* _Activity 1_:
List the authors named in the title line of the forum comment on compensation in GPT-Neo.
* _Activity 2_:
Continue the forum comment on compensation in GPT-Neo, starting after its last sentence.

* _Exercise text_:
____________
Arthur Conmy comments on A Walkthrough of Interpretability in the Wild (w/ authors Kevin Wang, Arthur Conmy & Alexandre Variengien)

Arthur Conmy 9 Nov 2022 5:45 UTC
2 points
1
AF
Thanks for the comment!
I have spent some time trying to do mechanistic interp on GPT-Neo, to try and answer whether compensation only occurs because of dropout. TLDR: my current impression is that compensation still occurs in models trained without dropout, just to a lesser extent.
____________
Natural language region descriptions:
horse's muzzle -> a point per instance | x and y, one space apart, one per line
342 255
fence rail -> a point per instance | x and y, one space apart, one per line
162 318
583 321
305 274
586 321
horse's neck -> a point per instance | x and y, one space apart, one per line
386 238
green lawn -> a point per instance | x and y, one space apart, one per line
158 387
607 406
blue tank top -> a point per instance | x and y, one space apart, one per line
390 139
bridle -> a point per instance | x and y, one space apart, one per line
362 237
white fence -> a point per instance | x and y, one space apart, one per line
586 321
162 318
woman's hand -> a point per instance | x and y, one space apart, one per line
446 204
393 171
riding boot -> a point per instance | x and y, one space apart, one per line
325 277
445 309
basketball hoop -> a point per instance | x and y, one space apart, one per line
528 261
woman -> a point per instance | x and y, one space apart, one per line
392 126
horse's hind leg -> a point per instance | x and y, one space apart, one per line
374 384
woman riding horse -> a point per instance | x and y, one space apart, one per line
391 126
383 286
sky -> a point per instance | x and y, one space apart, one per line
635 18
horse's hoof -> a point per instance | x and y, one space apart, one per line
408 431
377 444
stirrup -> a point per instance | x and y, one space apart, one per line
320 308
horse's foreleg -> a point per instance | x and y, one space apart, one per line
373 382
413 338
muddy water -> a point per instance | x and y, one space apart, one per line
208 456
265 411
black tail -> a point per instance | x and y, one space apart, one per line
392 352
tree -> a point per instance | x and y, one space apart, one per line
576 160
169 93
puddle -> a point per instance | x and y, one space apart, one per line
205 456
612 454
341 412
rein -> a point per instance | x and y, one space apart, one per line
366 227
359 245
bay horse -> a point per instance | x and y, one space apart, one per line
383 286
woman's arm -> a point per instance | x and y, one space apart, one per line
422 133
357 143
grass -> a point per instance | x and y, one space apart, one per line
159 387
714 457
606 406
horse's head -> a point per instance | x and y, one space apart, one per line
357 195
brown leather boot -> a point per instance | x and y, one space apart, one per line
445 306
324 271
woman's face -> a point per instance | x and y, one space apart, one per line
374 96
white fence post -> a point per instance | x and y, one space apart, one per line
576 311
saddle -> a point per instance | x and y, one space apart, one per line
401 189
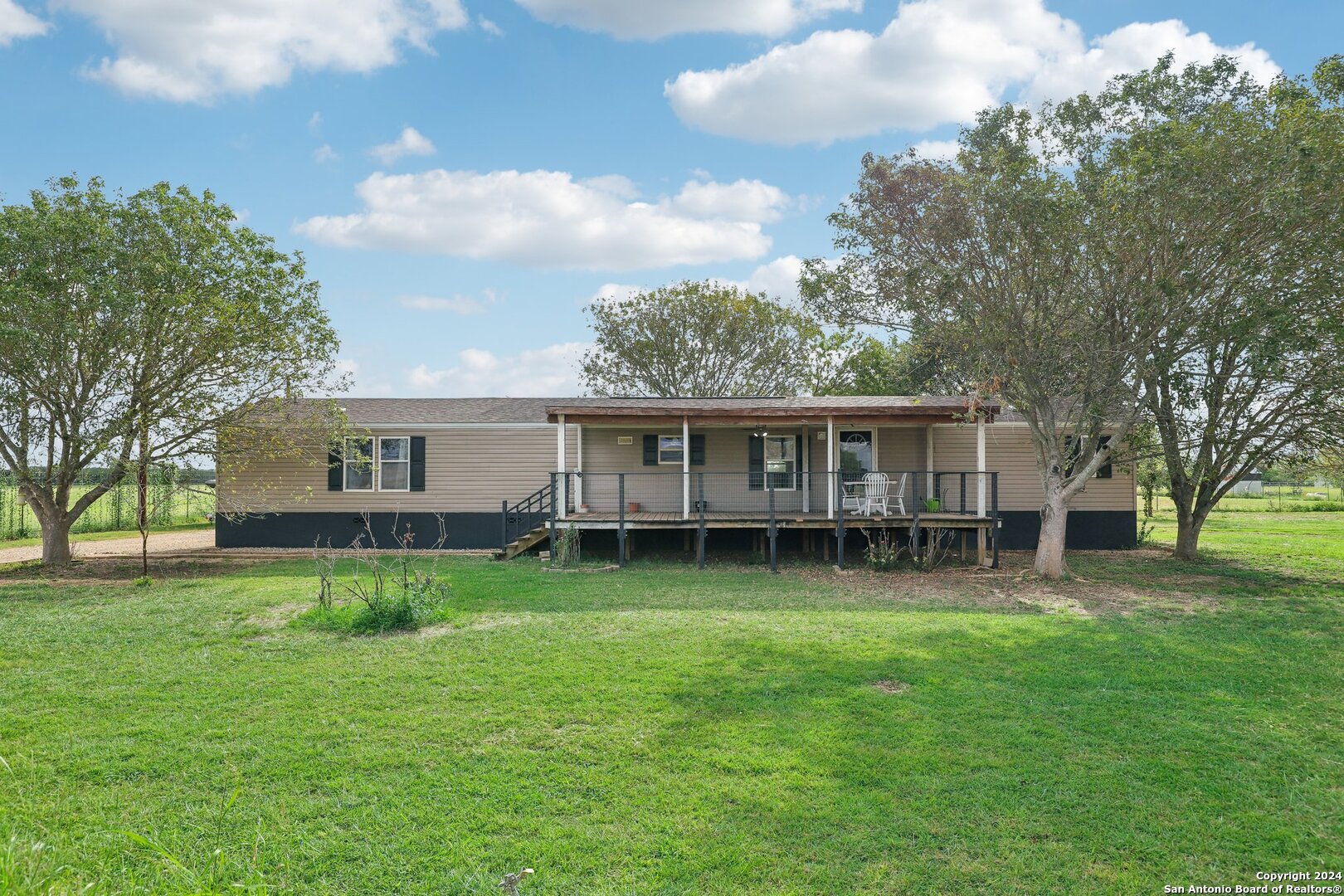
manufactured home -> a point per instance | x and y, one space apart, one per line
648 473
____________
* _Exercise answer 1_:
Kevin Wang, Arthur Conmy, Alexandre Variengien

* _Exercise answer 2_:
In depth, when GPT-Neo is fed a sequence of tokens $t_{1} t_{2} . . . t_{10} t_{11} t_{12} . . . t_{20}$ where $t_{1}, . . ., t_{10}$ are uniformly random and $t_{i} = t_{i - 10}$ for $i \geq 11$ , there are four heads in Layer 6 that have the induction attention pattern (i.e attend from $t_{i}$ to $t_{i - 9}$ ). Three of these heads (6.0, 6.6, 6.11) when ablated decrease loss, and one of these heads increases loss on ablation (6.1). Interestingly, when 6.1 is ablated, the additional ablation of 6.0, 6.6 and 6.11 causes loss to increase (perhaps this is confusing, see this table!).
My guess is the model is able to use the outputs of 6.0, 6.6 and 6.11 differently in the two regimes, so they “compensate” when 6.1 is ablated.